My final two years at school were ones of uncertainty about my future, exam stress and acute emotional confusion. I had a bright, creative mind, but was not a diligent student, and the romantic outsider role had become subsumed by that of the adolescent depressive. This was especially acute given I’d stayed on at school to the point where only the university-bound sons and daughters of the middle class remained, all of whom seemed so assured and confident. I liked many of them but I wasn’t one of them, and couldn’t share the faith they had in their own destiny. No one in my family had ever gone to university. I didn’t even know that sentence was a cliché at the time, it was just a fact. Sure, I wanted to be a writer one day but I hadn’t a clue how to go about it. My dilemma was this: should I leave school and get a labouring job in Falkirk, as the Lads had, or head off, terrified, into the unknown? Everything in Hallglen was reassuringly familiar, but I could sense that the Lads all hated their jobs and that this would become my inevitable fate. Life for a working-class teenage boy, furthermore, is tinged with the very real possibility of violence, and I’d started to feel Falkirk
pushing
in at me from all sides, sharply.

 

Seeing as you’ve just finished
Boyracers
, you’ll recognise this situation. For the record, I really was nicknamed Alvin back then (the Lads already had one Allan and didn’t need another).

 

In 1993 I
just
scraped my way on to an undergraduate degree course in English at Stirling University. It was only twenty miles from Falkirk but an entirely different world. There I was, fully absorbed by the middle classes, whose voices and mores and codes were quite alien to me, with no Plan B and only the fear of going back to Falkirk to spur me on. I figured that, like Steve Guttenburg’s character in
Police Academy
, I’d just stay until they kicked me out.

I loved it. Of course I did. Just as Steve Guttenburg’s character, once he gives it time, loves the police academy. Four years later, to my shock, I’d achieved a First Class Honours degree in English and Education and my self-confidence was burgeoning, all the insecurities of school banished, and before I knew it, I was out into the real world.

Data records
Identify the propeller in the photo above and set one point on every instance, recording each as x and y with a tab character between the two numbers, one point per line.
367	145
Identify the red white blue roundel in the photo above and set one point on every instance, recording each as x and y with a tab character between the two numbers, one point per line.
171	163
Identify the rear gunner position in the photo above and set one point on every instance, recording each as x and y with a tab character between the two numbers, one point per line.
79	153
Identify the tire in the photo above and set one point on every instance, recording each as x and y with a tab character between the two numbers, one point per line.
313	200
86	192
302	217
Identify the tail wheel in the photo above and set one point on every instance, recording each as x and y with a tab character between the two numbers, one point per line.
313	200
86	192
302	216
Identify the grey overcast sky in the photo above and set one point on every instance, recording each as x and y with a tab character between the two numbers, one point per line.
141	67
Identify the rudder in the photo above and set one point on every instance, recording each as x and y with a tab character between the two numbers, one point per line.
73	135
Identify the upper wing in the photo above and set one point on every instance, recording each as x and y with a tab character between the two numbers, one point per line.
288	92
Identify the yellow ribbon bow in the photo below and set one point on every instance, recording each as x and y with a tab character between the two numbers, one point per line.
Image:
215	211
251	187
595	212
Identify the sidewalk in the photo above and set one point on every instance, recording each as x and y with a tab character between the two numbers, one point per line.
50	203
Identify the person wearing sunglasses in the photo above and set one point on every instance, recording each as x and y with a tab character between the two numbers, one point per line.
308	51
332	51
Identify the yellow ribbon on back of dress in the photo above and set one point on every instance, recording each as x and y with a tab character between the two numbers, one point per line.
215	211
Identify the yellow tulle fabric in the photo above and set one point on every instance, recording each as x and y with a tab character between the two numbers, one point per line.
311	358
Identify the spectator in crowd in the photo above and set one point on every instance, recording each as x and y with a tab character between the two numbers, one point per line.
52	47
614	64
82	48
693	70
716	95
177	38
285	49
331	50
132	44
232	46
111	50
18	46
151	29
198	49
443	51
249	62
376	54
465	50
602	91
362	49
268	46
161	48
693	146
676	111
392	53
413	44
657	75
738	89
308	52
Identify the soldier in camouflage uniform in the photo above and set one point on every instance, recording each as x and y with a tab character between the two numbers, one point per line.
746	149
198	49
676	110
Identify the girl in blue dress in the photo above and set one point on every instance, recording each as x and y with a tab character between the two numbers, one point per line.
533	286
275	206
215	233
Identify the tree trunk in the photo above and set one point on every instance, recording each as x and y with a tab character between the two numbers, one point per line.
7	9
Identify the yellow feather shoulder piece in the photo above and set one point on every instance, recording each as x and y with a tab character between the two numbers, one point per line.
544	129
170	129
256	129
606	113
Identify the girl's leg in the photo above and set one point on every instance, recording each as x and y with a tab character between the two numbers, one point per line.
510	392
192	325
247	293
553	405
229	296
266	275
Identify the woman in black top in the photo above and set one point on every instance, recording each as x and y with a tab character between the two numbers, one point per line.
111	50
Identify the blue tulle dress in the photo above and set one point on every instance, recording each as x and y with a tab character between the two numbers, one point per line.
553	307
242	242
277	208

» List of tasks:
1 – Reproduce the memoir passage about leaving school and going to Stirling University in full, word for word.
2 – Count the lines of the listing that contain the string "position", treating uppercase and lowercase as different, and give only the number.

» Solved problems:
1 –
My final two years at school were ones of uncertainty about my future, exam stress and acute emotional confusion. I had a bright, creative mind, but was not a diligent student, and the romantic outsider role had become subsumed by that of the adolescent depressive. This was especially acute given I’d stayed on at school to the point where only the university-bound sons and daughters of the middle class remained, all of whom seemed so assured and confident. I liked many of them but I wasn’t one of them, and couldn’t share the faith they had in their own destiny. No one in my family had ever gone to university. I didn’t even know that sentence was a cliché at the time, it was just a fact. Sure, I wanted to be a writer one day but I hadn’t a clue how to go about it. My dilemma was this: should I leave school and get a labouring job in Falkirk, as the Lads had, or head off, terrified, into the unknown? Everything in Hallglen was reassuringly familiar, but I could sense that the Lads all hated their jobs and that this would become my inevitable fate. Life for a working-class teenage boy, furthermore, is tinged with the very real possibility of violence, and I’d started to feel Falkirk
pushing
in at me from all sides, sharply.

 

Seeing as you’ve just finished
Boyracers
, you’ll recognise this situation. For the record, I really was nicknamed Alvin back then (the Lads already had one Allan and didn’t need another).

 

In 1993 I
just
scraped my way on to an undergraduate degree course in English at Stirling University. It was only twenty miles from Falkirk but an entirely different world. There I was, fully absorbed by the middle classes, whose voices and mores and codes were quite alien to me, with no Plan B and only the fear of going back to Falkirk to spur me on. I figured that, like Steve Guttenburg’s character in
Police Academy
, I’d just stay until they kicked me out.

I loved it. Of course I did. Just as Steve Guttenburg’s character, once he gives it time, loves the police academy. Four years later, to my shock, I’d achieved a First Class Honours degree in English and Education and my self-confidence was burgeoning, all the insecurities of school banished, and before I knew it, I was out into the real world.

2 – 1